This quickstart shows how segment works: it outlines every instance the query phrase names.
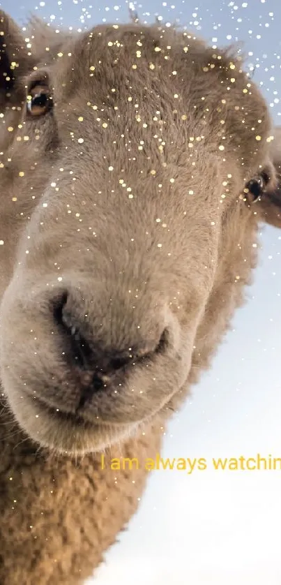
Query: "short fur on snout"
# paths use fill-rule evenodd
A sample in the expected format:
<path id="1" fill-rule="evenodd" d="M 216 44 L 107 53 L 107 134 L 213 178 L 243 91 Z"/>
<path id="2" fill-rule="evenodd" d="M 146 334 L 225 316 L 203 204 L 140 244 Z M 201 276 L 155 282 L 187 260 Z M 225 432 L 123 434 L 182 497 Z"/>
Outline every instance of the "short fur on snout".
<path id="1" fill-rule="evenodd" d="M 280 130 L 232 50 L 0 15 L 0 582 L 77 585 L 146 479 L 100 452 L 159 451 L 280 227 Z"/>

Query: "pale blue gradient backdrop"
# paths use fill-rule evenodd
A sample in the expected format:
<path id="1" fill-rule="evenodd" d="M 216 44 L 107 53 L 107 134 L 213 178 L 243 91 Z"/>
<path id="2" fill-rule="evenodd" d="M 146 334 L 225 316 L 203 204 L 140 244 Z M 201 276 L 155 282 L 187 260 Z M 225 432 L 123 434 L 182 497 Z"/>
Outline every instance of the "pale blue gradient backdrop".
<path id="1" fill-rule="evenodd" d="M 143 20 L 179 19 L 214 45 L 242 41 L 273 120 L 281 124 L 280 0 L 174 1 L 134 3 Z M 29 11 L 75 29 L 128 20 L 128 3 L 118 0 L 40 3 L 5 0 L 1 6 L 22 24 Z M 211 371 L 171 422 L 165 457 L 281 456 L 281 230 L 266 228 L 261 240 L 249 302 L 236 313 Z M 281 471 L 155 471 L 139 512 L 94 582 L 280 585 L 280 488 Z"/>

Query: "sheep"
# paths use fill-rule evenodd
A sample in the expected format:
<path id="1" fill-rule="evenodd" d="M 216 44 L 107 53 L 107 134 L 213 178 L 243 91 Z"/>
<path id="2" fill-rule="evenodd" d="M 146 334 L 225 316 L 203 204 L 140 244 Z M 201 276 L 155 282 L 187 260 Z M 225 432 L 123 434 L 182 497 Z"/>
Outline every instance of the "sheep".
<path id="1" fill-rule="evenodd" d="M 0 583 L 79 585 L 281 225 L 280 129 L 191 33 L 0 21 Z"/>

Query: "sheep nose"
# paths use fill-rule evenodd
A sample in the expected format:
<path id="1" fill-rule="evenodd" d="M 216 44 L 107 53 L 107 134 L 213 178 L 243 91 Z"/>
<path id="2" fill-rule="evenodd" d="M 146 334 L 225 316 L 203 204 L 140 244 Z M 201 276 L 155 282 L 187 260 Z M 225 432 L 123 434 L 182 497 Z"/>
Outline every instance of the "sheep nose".
<path id="1" fill-rule="evenodd" d="M 69 306 L 71 307 L 71 303 Z M 117 372 L 125 375 L 126 366 L 133 366 L 137 361 L 151 355 L 159 341 L 153 347 L 139 342 L 125 349 L 105 348 L 92 339 L 92 334 L 84 333 L 84 325 L 80 326 L 73 317 L 67 293 L 56 300 L 53 315 L 64 358 L 70 367 L 75 366 L 76 372 L 86 373 L 84 377 L 92 392 L 106 387 Z"/>

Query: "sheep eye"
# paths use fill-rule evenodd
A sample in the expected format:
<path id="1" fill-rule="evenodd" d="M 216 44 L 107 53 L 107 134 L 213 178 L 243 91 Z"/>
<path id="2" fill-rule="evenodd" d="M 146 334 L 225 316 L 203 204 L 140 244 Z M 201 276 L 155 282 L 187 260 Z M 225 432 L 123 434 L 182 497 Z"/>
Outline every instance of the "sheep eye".
<path id="1" fill-rule="evenodd" d="M 52 105 L 52 98 L 46 86 L 34 86 L 27 96 L 26 108 L 31 116 L 38 117 L 47 114 Z"/>

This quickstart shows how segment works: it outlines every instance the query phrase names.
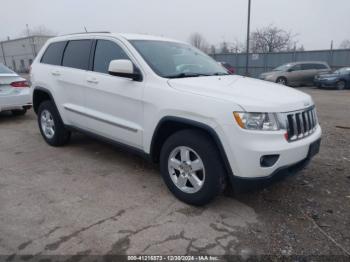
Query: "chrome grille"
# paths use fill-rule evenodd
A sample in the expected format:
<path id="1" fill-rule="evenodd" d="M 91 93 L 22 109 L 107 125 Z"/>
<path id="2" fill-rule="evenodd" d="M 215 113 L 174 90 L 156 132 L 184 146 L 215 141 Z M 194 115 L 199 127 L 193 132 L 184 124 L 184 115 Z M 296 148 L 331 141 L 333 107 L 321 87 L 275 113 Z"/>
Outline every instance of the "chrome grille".
<path id="1" fill-rule="evenodd" d="M 288 140 L 296 141 L 311 135 L 317 126 L 315 107 L 287 113 Z"/>

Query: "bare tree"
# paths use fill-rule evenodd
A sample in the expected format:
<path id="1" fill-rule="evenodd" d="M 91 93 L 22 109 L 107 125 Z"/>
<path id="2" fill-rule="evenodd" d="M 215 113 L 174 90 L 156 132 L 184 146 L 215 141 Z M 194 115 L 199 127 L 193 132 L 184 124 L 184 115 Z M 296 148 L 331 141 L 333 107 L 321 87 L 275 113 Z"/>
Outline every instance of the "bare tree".
<path id="1" fill-rule="evenodd" d="M 209 45 L 205 38 L 200 33 L 193 33 L 190 35 L 189 42 L 191 45 L 197 47 L 198 49 L 208 53 Z"/>
<path id="2" fill-rule="evenodd" d="M 21 33 L 21 36 L 34 36 L 34 35 L 54 36 L 54 35 L 57 35 L 57 33 L 55 33 L 54 31 L 52 31 L 51 29 L 47 28 L 44 25 L 35 26 L 33 28 L 30 28 L 27 25 L 27 28 L 24 29 Z"/>
<path id="3" fill-rule="evenodd" d="M 348 49 L 350 48 L 350 40 L 346 39 L 343 42 L 341 42 L 341 44 L 339 45 L 340 49 Z"/>
<path id="4" fill-rule="evenodd" d="M 266 53 L 291 50 L 295 43 L 294 37 L 290 31 L 273 25 L 256 29 L 251 34 L 251 51 Z"/>
<path id="5" fill-rule="evenodd" d="M 230 50 L 228 49 L 228 43 L 226 41 L 220 44 L 220 53 L 221 54 L 230 53 Z"/>

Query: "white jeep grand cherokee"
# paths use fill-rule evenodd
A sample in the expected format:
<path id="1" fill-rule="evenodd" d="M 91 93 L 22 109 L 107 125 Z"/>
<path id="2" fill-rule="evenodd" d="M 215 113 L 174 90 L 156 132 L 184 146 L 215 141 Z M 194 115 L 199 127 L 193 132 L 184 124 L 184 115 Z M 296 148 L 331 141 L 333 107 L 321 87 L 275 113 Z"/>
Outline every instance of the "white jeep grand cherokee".
<path id="1" fill-rule="evenodd" d="M 48 144 L 62 146 L 77 130 L 124 145 L 159 162 L 170 191 L 193 205 L 227 184 L 242 189 L 295 173 L 320 146 L 309 95 L 229 75 L 175 40 L 56 37 L 35 59 L 31 81 Z"/>

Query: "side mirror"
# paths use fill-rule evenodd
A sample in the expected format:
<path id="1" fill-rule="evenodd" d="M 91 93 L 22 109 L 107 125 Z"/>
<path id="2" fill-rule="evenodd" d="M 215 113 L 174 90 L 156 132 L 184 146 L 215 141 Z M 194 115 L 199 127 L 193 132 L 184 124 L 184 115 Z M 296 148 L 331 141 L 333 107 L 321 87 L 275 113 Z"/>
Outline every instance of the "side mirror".
<path id="1" fill-rule="evenodd" d="M 140 70 L 127 59 L 112 60 L 109 63 L 108 73 L 113 76 L 130 78 L 134 81 L 142 81 Z"/>

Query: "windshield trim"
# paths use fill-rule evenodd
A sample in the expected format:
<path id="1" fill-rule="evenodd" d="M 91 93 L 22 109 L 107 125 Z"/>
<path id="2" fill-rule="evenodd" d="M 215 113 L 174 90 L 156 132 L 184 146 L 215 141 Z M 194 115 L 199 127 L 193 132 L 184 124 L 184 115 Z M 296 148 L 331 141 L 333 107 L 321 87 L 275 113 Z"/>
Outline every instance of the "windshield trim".
<path id="1" fill-rule="evenodd" d="M 169 43 L 169 44 L 178 44 L 178 45 L 183 45 L 183 46 L 188 46 L 189 48 L 196 50 L 197 52 L 199 52 L 201 55 L 207 56 L 208 58 L 210 58 L 214 63 L 217 63 L 217 61 L 215 59 L 213 59 L 212 57 L 210 57 L 209 55 L 205 54 L 204 52 L 202 52 L 201 50 L 193 47 L 190 44 L 187 43 L 183 43 L 183 42 L 177 42 L 177 41 L 169 41 L 169 40 L 148 40 L 148 39 L 133 39 L 133 40 L 128 40 L 130 42 L 130 44 L 132 45 L 132 47 L 137 51 L 137 53 L 142 57 L 142 59 L 144 60 L 144 62 L 149 66 L 149 68 L 159 77 L 161 78 L 165 78 L 165 79 L 174 79 L 174 78 L 186 78 L 186 77 L 205 77 L 205 76 L 218 76 L 218 75 L 229 75 L 229 73 L 227 72 L 227 70 L 225 68 L 223 68 L 223 71 L 217 71 L 217 72 L 213 72 L 211 74 L 206 74 L 206 73 L 191 73 L 189 72 L 189 75 L 184 75 L 183 73 L 179 73 L 179 74 L 174 74 L 174 75 L 164 75 L 162 72 L 160 72 L 156 67 L 154 67 L 152 65 L 152 63 L 149 62 L 149 59 L 147 59 L 145 57 L 145 55 L 139 50 L 139 48 L 135 45 L 135 43 L 137 42 L 158 42 L 158 43 Z M 218 64 L 219 65 L 219 64 Z"/>

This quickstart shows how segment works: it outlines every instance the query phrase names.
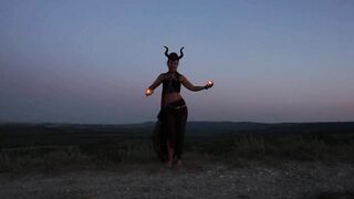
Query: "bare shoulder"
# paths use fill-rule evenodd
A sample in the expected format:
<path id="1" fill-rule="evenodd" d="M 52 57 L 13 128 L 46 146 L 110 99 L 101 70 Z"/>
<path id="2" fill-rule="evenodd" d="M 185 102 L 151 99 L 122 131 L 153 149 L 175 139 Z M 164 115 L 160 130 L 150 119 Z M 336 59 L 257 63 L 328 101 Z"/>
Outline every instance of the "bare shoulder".
<path id="1" fill-rule="evenodd" d="M 179 82 L 184 82 L 185 80 L 187 80 L 187 77 L 179 73 L 178 80 Z"/>
<path id="2" fill-rule="evenodd" d="M 166 76 L 166 73 L 160 73 L 160 74 L 158 75 L 158 78 L 164 80 L 165 76 Z"/>

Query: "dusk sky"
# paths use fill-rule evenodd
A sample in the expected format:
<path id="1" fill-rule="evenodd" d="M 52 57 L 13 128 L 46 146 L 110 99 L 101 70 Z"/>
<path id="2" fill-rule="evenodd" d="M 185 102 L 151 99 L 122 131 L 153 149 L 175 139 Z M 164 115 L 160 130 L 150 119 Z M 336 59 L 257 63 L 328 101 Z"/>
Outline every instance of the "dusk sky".
<path id="1" fill-rule="evenodd" d="M 164 45 L 189 122 L 354 121 L 352 0 L 1 0 L 0 122 L 154 122 Z"/>

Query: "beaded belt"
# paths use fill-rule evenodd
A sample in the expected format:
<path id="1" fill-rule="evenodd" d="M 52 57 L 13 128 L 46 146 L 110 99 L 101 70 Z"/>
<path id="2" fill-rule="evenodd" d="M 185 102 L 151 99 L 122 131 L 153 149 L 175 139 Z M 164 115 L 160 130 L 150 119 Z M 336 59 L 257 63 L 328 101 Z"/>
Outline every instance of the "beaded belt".
<path id="1" fill-rule="evenodd" d="M 183 108 L 183 107 L 186 107 L 186 104 L 181 105 L 181 106 L 171 106 L 171 105 L 167 105 L 168 107 L 173 107 L 175 109 L 179 109 L 179 108 Z"/>

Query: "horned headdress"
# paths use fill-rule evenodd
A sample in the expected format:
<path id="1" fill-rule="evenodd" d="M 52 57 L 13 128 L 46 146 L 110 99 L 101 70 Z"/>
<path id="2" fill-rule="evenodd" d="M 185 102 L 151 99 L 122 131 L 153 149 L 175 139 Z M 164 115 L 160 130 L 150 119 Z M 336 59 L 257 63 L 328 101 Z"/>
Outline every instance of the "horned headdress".
<path id="1" fill-rule="evenodd" d="M 184 52 L 183 52 L 184 46 L 180 48 L 180 50 L 179 50 L 179 52 L 180 52 L 179 56 L 175 52 L 171 52 L 171 53 L 168 54 L 168 48 L 167 46 L 164 46 L 164 48 L 166 49 L 165 55 L 168 57 L 168 60 L 170 60 L 170 61 L 176 61 L 176 60 L 179 61 L 181 57 L 184 57 Z"/>

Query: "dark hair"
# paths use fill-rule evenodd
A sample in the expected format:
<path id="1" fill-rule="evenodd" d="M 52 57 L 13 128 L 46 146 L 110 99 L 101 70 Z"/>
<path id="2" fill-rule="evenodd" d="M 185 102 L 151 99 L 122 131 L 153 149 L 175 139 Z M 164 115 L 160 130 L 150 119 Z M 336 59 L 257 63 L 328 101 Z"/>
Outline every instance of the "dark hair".
<path id="1" fill-rule="evenodd" d="M 169 61 L 176 61 L 176 60 L 179 61 L 181 57 L 184 57 L 184 52 L 183 52 L 184 48 L 180 48 L 180 55 L 179 56 L 175 52 L 171 52 L 168 54 L 168 48 L 167 46 L 164 46 L 164 48 L 166 49 L 165 55 L 168 57 Z"/>

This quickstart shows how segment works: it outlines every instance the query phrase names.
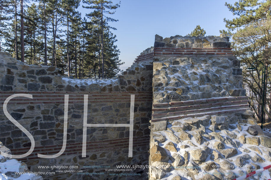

**Work to do**
Collect and copy every line of the records above that contains the word "beaded", in the order the lines appear.

**Written response**
Query: "beaded belt"
Outline every instance of the "beaded belt".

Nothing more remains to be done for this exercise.